====== Document section ======
Thursday, May 5, 2011

Rehab Approved For Another Month

Yes! We got the good news yesterday and a new schedule for rehab going through June 3rd (another eval. due then). All three therapists were on-board and all three said they were seeing progress. phew! I was worried, especially about OT.

The Physical Therapists actually think they can get Bob out of the parallel bars and walking around the room in a couple of weeks! Wow. Although, I was warned "it won't be a pretty sight." Believe me, it will be a pretty sight, for me, at least. (I'll have to get my camera ready!) They are going to try either a specialized walker or a shopping cart. Yes, you read that right. A shopping cart. And when I first heard this, I thought it was a joke, but evidently they do have a shopping cart at Rehab and the idea here is that if the patient has balance problems like Bob does and the patient leans too far forward with a walker, the walker can run away from them, so they use a shopping cart loaded down with weights to keep it steady. And he may have to wear a leg brace--still having problems with that right knee buckling, and I know Bob doesn't like that idea.... One of the Physical Therapists told me that "quite frankly" they were ready to give up on Bob and discharge him a few weeks back (after that wilted flower imitation at the standing machine), that they thought he'd never come around and then he asked me what happened? What did I say to Bob to get him motivated? Ha ha! (See earlier posts, "Rehab Says Shape Up or Ship Out" and "Up & Down, Up & Down again")

Unfortunately, the Occupational Therapist is giving up on the E-stim for his right arm. Not seeing any improvement there, and she's going to concentrate now on "life skills" meaning, learning to live one-armed. yikes. Seems a bit of a cop out, but I asked her to work on his reading/writing skills, because he really needs help in that area and she said she would. Also, I think she'll continue the mirror therapy. And I'll just have to do more right arm therapy here at home with him.

Speech/Swallow Therapy told me to start giving Bob "treats" to eat at home for swallow practice. So, I guess I'll be the one pushing a shopping cart--looking for something he likes, but mushy enough for him to get down. She wants to hold off on another Swallow Video for a few weeks. She does think he might be ready for one, but wants to play it safe and is waiting to see more improvement. Right now, he certainly isn't ready to "eat a meal".

So! Good news pretty much on all fronts. We are off to see the urologist today and hopefully he'll have some good news too.
======
• **Assigned task 1**
Repeat the part of the rehab post between "Rehab Approved For" and "especially about OT.", inclusive, word for word.
• **Assigned task 2**
Answer these questions from the rehab post:
(a) Through what date does the new rehab schedule run?
(b) What do the physical therapists load the shopping cart with to keep it steady?
(c) What is the speech/swallow therapist holding off on for a few weeks?
• **Assigned task 3**
Pick up the rehab post after its last sentence and keep writing it.
====== Provided records ======
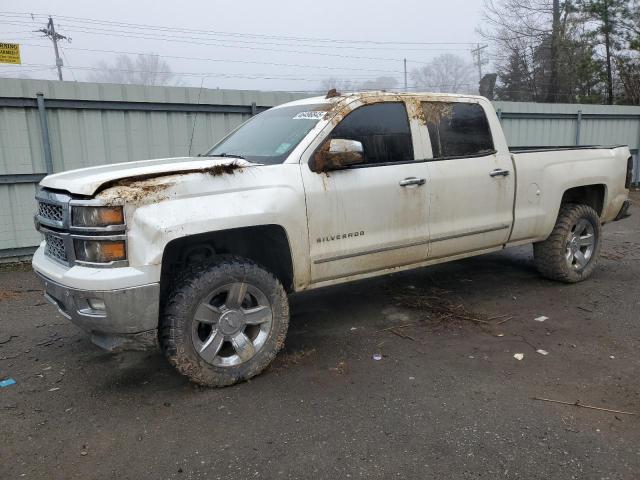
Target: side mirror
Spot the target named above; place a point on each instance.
(335, 154)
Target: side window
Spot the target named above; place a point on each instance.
(383, 130)
(457, 129)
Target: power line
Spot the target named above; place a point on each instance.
(204, 59)
(50, 32)
(233, 34)
(191, 74)
(200, 43)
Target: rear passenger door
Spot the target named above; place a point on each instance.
(472, 185)
(371, 216)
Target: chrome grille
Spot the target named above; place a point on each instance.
(50, 211)
(55, 247)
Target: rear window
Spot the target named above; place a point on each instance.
(457, 129)
(382, 128)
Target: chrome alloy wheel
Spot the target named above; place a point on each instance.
(580, 245)
(231, 324)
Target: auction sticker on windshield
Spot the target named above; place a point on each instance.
(314, 115)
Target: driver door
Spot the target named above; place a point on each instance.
(372, 216)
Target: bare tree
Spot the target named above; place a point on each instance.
(140, 70)
(446, 73)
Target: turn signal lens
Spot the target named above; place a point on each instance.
(97, 216)
(98, 251)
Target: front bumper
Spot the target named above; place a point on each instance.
(127, 319)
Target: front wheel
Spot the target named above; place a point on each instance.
(224, 321)
(571, 252)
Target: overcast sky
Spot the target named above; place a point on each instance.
(335, 32)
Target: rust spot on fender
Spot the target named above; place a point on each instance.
(152, 188)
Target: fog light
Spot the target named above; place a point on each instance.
(96, 304)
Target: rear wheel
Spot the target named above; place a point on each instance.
(224, 321)
(571, 252)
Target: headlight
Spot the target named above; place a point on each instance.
(97, 216)
(100, 251)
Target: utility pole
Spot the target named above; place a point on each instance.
(50, 32)
(405, 75)
(477, 53)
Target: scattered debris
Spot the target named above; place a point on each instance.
(401, 335)
(294, 358)
(435, 307)
(11, 337)
(7, 382)
(398, 326)
(341, 368)
(582, 405)
(504, 321)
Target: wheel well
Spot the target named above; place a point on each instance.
(266, 245)
(592, 195)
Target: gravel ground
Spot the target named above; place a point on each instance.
(447, 399)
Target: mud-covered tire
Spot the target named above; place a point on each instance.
(552, 255)
(179, 335)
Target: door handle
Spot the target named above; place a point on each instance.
(412, 181)
(499, 172)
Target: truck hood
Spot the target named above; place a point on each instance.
(87, 181)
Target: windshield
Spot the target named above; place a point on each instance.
(270, 137)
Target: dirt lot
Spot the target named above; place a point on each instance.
(447, 400)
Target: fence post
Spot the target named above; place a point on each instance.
(578, 125)
(44, 128)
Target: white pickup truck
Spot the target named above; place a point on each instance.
(198, 253)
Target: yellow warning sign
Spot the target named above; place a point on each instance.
(9, 53)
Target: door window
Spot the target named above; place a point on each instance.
(457, 129)
(383, 130)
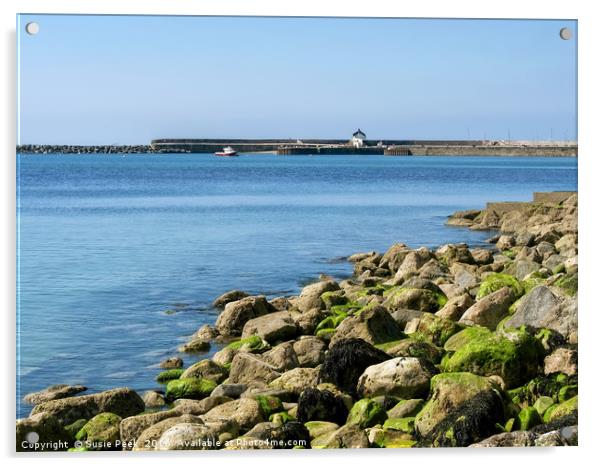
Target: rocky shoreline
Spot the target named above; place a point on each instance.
(456, 347)
(99, 149)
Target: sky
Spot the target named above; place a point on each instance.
(130, 79)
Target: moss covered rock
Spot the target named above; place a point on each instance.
(432, 329)
(192, 388)
(101, 432)
(514, 356)
(463, 408)
(321, 405)
(528, 418)
(497, 281)
(252, 344)
(404, 424)
(206, 369)
(318, 428)
(73, 428)
(541, 386)
(170, 374)
(333, 298)
(374, 325)
(413, 347)
(281, 418)
(568, 283)
(269, 404)
(398, 377)
(414, 298)
(561, 409)
(406, 408)
(542, 404)
(366, 413)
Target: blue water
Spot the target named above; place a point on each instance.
(108, 244)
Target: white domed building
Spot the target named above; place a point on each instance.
(358, 138)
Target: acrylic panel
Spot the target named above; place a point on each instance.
(279, 232)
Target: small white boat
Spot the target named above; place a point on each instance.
(227, 152)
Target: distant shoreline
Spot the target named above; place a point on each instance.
(323, 147)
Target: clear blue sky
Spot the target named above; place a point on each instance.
(129, 79)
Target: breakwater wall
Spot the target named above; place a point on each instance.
(490, 150)
(322, 146)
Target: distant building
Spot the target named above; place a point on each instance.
(358, 138)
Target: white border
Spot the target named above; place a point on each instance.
(589, 192)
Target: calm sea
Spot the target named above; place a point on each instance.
(120, 256)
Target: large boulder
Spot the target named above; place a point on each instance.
(191, 388)
(321, 405)
(206, 369)
(394, 257)
(228, 297)
(542, 308)
(455, 307)
(246, 412)
(193, 436)
(463, 408)
(54, 392)
(348, 436)
(346, 361)
(308, 320)
(420, 299)
(402, 377)
(450, 254)
(101, 432)
(287, 436)
(310, 351)
(237, 313)
(296, 380)
(132, 428)
(283, 357)
(248, 369)
(310, 297)
(374, 325)
(432, 329)
(515, 356)
(148, 438)
(412, 263)
(490, 310)
(277, 326)
(123, 402)
(415, 348)
(497, 281)
(366, 413)
(562, 360)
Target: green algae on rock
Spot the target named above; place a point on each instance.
(170, 374)
(101, 432)
(193, 388)
(366, 413)
(515, 357)
(463, 408)
(496, 281)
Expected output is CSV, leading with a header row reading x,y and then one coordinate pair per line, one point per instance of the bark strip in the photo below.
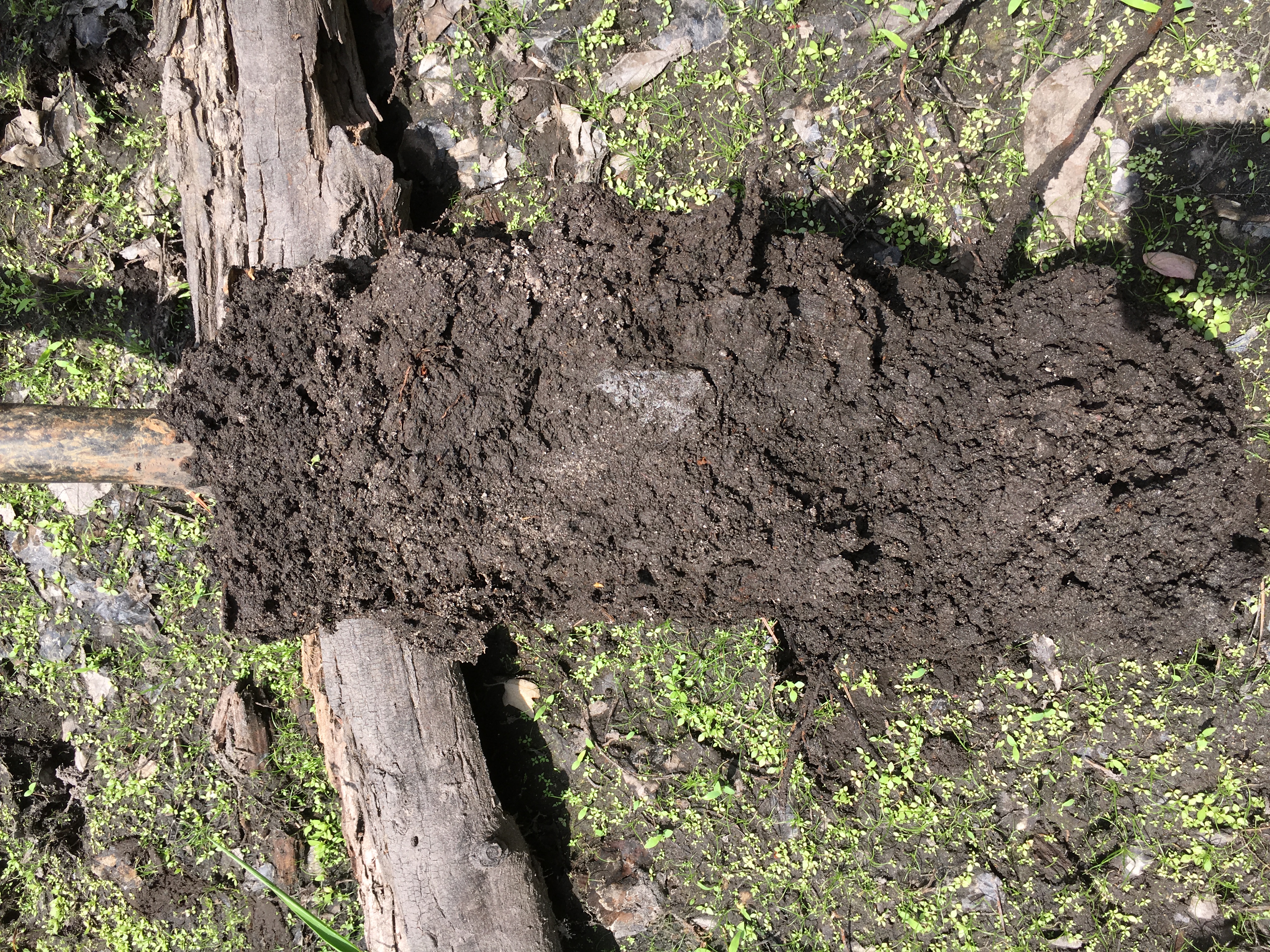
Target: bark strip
x,y
91,445
439,865
268,121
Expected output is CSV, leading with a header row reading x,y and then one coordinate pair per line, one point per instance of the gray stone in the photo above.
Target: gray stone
x,y
1221,99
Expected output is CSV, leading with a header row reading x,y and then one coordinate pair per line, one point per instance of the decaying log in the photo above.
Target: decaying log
x,y
267,113
439,865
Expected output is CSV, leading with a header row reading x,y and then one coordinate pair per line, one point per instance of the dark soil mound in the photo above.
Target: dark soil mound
x,y
638,418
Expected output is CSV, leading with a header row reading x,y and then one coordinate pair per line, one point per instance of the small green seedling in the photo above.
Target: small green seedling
x,y
657,838
1147,7
332,938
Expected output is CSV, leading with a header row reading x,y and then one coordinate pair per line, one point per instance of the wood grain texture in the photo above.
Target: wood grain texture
x,y
439,864
267,113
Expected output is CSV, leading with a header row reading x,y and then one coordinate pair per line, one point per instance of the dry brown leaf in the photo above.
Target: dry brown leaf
x,y
1171,266
241,740
634,70
521,695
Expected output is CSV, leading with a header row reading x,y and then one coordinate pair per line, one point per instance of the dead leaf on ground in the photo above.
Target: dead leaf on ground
x,y
628,909
634,70
508,46
1171,266
283,855
1203,908
116,865
98,686
521,695
241,739
78,498
588,145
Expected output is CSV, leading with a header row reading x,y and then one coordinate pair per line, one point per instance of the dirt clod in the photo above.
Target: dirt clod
x,y
636,418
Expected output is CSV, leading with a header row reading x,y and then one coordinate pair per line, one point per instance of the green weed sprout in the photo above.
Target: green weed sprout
x,y
322,930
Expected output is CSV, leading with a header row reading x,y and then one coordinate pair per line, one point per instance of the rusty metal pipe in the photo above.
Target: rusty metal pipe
x,y
91,445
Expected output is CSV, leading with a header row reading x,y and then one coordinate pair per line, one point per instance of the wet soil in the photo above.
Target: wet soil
x,y
629,418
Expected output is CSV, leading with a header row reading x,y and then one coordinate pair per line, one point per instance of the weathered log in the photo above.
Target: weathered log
x,y
91,445
439,865
267,112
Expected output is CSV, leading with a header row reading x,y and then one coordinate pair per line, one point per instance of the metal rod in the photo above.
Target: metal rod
x,y
91,445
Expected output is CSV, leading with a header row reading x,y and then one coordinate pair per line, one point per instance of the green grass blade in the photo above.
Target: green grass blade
x,y
893,37
323,931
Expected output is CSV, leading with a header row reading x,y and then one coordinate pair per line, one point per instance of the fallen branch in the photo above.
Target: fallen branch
x,y
996,249
916,32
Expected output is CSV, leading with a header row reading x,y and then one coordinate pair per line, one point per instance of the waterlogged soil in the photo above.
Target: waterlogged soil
x,y
634,418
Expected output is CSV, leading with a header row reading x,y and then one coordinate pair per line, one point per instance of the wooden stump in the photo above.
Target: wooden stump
x,y
268,120
440,866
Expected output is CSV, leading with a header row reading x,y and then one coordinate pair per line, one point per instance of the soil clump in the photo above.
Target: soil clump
x,y
630,418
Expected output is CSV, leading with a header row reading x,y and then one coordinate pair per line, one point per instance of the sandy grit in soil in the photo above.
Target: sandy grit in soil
x,y
637,417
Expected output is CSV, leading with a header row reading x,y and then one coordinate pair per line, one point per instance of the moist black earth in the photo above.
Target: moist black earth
x,y
637,418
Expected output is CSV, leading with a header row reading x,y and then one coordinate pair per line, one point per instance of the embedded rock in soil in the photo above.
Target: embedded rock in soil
x,y
636,418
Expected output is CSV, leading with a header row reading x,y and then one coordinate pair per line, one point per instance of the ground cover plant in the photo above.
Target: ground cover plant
x,y
1052,804
950,827
113,663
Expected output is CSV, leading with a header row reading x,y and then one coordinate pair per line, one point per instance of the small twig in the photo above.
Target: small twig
x,y
996,249
798,735
1100,768
916,32
1261,621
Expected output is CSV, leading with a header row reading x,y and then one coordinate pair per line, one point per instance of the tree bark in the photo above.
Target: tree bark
x,y
439,865
267,113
======
• **Exercise result 1**
Rehab Approved For Another Month

Yes! We got the good news yesterday and a new schedule for rehab going through June 3rd (another eval. due then). All three therapists were on-board and all three said they were seeing progress. phew! I was worried, especially about OT.

• **Exercise result 2**
(a) June 3rd
(b) Weights
(c) Another Swallow Video

• **Exercise result 3**
Tuesday, May 3, 2011

Urodynamic Test Explains A Lot

Yesterday, I took Bob back to the Urologist for a "urodynamic" test. This was not a pleasant ordeal. The examination table for this test looks like a cross between a dental chair and a toilet, on a hydraulic lift. They had to lift Bob onto this contraption because there was no way to slide him onto it with a slide board. Then, they ran a catheter into his bladder and a second one into his rectum and attached several electrodes and everything was hooked to a strange machine which made a terrible squeaking noise. After he was hooked up, they poured water into his bladder and the computer monitored his bladder function. Poor Bob. The test was done by a technician, not the doctor, but she did share some of the results. Seems that he cannot completely empty his bladder, that he is always retaining about 100 cc of fluid (this is about 4 oz) and that is what is causing his constant "urge" to go. Also, his pelvic floor is contracting instead of relaxing as it should. She also found pus, meaning he still has an infection. She was unsure whether these problems were caused from the stroke or the infection. We see the doctor on Thursday. Hopefully, there is something he can do to give Bob some relief (and me, too.)

After that, we hustled home so that I could give Bob a tube feeding and some medicines, then went to Rehab where Bob took some big steps on the bars and even asked to go on "the bicycle"--meaning the Nu Step machine. The phrase "the bicycle" is a big improvement from what he used to call the Nu Step which was "carrots".... I was pleased that Bob did so well at Rehab especially after the ordeal at the Urologist. I had tried to reschedule the rehab appointment because I thought it would be too much for him in one day, but they had no other openings. I tell you, my guy is a trooper.